# What you have to do:
Reproduce the stretch of the proof about odd regulated functions from "Here's my answer.Let" through "uniformly to f.", copying it word for word.

# Text provided:
Here's my answer.Let $\displaystyle f:[-1,1] \rightarrow \mathbb{R}$ be an odd regulated function. Prove that:

$\displaystyle \int_{-1}^1f=0$.

By definition of a regulated function $\displaystyle \int_{-1}^1f= \lim_{n \rightarrow \infty} \phi_n$ where $\displaystyle \phi_n$ is a sequence of step functions converging uniformly to f.

Claim: $\displaystyle \phi_n$ is odd.

We already know that $\displaystyle \lim_{n \rightarrow \infty} \phi_n(x)=f(x)$. (*)

We can multiply both sides by -1 to get $\displaystyle - \lim_{n \rightarrow \infty} \phi_n(x)=-f(x)$ for some $\displaystyle x \in [-1,1]$.

Since (*) is valid $\displaystyle \forall \ x \in [-1,1]$, we also know that:

$\displaystyle \lim_{n \rightarrow \infty}\phi_n(-x)=f(-x)$.

But we can rewrite the first one as $\displaystyle - \lim_{n \rightarrow \infty} \phi_n(x)=-f(x)=f(-x)$ since we know that f is odd.

We can now equate the two to get:

$\displaystyle - \lim_{n \rightarrow \infty} \phi_n(x)=\lim_{n \rightarrow \infty} \phi_n(-x)$

So we know that $\displaystyle \phi_n$ is odd.

# Given entries:
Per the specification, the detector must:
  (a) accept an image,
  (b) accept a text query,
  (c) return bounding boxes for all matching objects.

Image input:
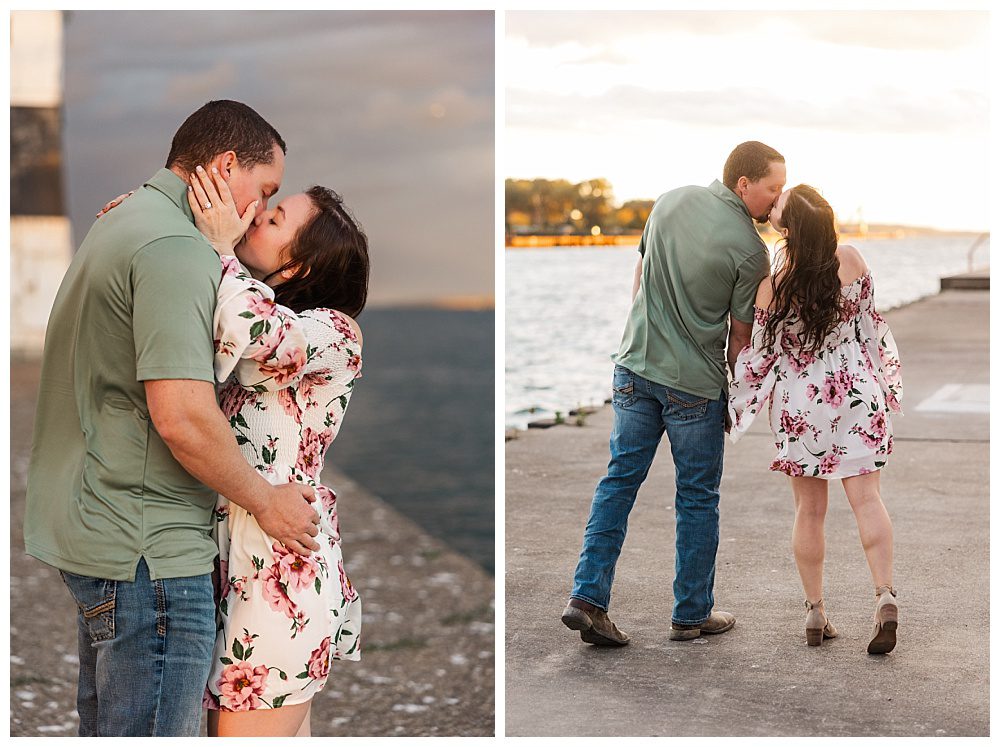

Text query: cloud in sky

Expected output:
[504,11,990,230]
[65,11,494,303]
[506,10,989,51]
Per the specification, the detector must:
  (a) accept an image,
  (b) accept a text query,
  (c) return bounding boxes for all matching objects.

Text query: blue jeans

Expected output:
[570,366,726,625]
[61,559,215,737]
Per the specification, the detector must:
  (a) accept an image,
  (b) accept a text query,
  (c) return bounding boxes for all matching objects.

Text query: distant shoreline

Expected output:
[504,225,989,249]
[368,296,496,311]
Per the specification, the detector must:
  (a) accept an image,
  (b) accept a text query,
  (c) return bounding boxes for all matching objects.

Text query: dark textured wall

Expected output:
[10,106,66,215]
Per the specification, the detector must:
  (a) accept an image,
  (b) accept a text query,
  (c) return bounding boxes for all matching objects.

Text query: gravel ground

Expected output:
[10,361,495,736]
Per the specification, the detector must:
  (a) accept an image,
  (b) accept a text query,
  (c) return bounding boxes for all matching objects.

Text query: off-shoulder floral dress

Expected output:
[729,272,903,480]
[205,257,361,711]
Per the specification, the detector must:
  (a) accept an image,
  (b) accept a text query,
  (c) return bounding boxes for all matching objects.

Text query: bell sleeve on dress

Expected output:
[215,256,307,392]
[729,306,781,443]
[301,309,361,396]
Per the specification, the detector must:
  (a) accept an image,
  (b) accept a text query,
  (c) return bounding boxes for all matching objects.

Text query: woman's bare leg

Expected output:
[208,701,312,737]
[843,472,892,588]
[789,477,829,602]
[295,700,312,737]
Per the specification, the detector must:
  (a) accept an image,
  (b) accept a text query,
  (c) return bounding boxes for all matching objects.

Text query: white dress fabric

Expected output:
[729,272,903,479]
[205,257,361,711]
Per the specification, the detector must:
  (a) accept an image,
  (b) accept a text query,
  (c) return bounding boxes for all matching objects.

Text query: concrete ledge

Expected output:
[941,267,990,291]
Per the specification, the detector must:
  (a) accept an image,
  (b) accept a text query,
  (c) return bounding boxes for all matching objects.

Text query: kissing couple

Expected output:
[24,101,369,736]
[562,141,902,654]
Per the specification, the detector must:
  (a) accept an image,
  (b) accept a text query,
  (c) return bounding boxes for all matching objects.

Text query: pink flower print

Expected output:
[278,387,302,425]
[218,661,267,711]
[840,298,861,322]
[247,293,277,320]
[743,355,778,384]
[337,560,358,602]
[885,391,903,412]
[306,636,330,680]
[330,311,358,342]
[819,451,840,475]
[219,383,257,418]
[260,563,296,620]
[858,273,872,301]
[788,348,816,373]
[271,542,316,591]
[254,348,306,386]
[870,410,886,439]
[296,373,326,410]
[779,410,809,438]
[251,325,285,363]
[820,375,847,407]
[834,371,857,393]
[295,428,333,478]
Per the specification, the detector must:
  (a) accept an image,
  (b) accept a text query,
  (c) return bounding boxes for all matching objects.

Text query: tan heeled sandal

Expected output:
[868,585,899,654]
[806,599,837,646]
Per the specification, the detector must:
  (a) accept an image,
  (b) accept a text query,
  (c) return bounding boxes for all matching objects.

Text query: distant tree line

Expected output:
[504,179,653,234]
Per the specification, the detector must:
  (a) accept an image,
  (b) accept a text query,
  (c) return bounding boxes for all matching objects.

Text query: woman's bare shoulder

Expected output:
[754,275,774,309]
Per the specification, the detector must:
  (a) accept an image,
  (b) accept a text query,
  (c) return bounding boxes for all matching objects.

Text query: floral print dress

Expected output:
[205,257,361,711]
[729,272,903,479]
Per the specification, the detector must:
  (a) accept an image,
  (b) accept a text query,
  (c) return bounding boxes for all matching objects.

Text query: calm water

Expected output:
[328,309,495,573]
[504,236,989,428]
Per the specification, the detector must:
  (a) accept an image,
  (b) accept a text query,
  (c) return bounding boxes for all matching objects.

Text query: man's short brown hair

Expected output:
[167,99,287,173]
[722,140,785,192]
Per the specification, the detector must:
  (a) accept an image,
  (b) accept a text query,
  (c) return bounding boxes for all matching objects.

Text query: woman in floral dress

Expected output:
[729,185,902,653]
[189,167,368,736]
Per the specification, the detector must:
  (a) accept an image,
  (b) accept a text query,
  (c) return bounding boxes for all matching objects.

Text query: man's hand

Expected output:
[254,483,319,555]
[94,189,135,218]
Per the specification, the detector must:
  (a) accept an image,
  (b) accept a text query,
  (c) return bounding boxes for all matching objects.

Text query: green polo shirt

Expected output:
[24,169,221,581]
[612,180,770,400]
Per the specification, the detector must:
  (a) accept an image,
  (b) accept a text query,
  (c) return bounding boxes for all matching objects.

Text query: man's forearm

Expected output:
[146,380,268,513]
[726,334,750,375]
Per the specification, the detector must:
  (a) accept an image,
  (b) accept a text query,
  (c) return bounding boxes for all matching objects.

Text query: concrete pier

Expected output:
[505,290,990,737]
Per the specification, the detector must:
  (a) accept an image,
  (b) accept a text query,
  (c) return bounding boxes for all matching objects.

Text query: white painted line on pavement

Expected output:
[916,384,990,415]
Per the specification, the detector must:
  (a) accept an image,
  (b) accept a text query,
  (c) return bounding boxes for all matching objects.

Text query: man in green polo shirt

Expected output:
[24,101,318,736]
[562,141,785,646]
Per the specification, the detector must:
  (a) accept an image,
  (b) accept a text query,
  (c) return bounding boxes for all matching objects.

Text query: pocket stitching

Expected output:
[667,392,708,407]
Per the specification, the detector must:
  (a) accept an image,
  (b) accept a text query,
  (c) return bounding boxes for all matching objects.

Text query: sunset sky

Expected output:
[503,11,990,231]
[63,11,495,304]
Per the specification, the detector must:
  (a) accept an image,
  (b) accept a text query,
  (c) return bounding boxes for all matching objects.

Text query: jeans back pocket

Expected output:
[59,571,118,643]
[667,389,708,420]
[611,366,636,407]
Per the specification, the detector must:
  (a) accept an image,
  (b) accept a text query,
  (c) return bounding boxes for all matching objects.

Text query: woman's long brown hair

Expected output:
[265,186,369,318]
[764,184,841,354]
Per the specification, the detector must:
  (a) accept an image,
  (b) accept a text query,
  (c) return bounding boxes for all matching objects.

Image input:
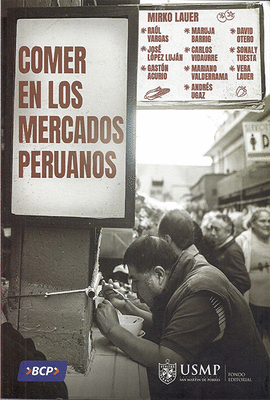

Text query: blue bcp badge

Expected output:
[18,360,68,382]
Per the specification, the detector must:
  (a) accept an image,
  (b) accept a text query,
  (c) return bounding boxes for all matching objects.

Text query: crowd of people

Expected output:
[96,208,270,400]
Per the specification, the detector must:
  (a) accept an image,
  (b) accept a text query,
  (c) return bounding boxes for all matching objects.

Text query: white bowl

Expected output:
[118,314,144,336]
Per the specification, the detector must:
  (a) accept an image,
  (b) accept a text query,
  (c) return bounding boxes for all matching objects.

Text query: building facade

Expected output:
[206,95,270,211]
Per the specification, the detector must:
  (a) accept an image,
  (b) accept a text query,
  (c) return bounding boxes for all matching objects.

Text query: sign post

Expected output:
[8,8,137,227]
[138,3,265,109]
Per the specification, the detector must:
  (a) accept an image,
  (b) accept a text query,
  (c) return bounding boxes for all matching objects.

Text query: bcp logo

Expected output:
[18,360,68,382]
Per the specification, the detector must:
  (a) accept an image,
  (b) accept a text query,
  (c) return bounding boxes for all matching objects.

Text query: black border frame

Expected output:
[5,6,139,228]
[137,1,266,111]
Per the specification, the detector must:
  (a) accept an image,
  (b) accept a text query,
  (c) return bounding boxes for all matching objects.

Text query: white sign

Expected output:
[12,18,128,218]
[243,121,270,162]
[138,5,263,107]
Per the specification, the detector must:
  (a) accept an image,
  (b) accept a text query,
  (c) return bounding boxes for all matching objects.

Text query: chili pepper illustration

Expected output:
[144,86,171,100]
[236,86,247,97]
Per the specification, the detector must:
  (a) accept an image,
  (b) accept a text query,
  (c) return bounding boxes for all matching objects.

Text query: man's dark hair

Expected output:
[124,235,178,273]
[215,214,234,235]
[158,210,194,250]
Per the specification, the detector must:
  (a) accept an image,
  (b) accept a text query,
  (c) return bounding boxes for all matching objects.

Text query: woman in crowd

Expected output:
[235,208,270,337]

# Correct result:
Here's my answer.Let $\displaystyle f:[-1,1] \rightarrow \mathbb{R}$ be an odd regulated function. Prove that:

$\displaystyle \int_{-1}^1f=0$.

By definition of a regulated function $\displaystyle \int_{-1}^1f= \lim_{n \rightarrow \infty} \phi_n$ where $\displaystyle \phi_n$ is a sequence of step functions converging uniformly to f.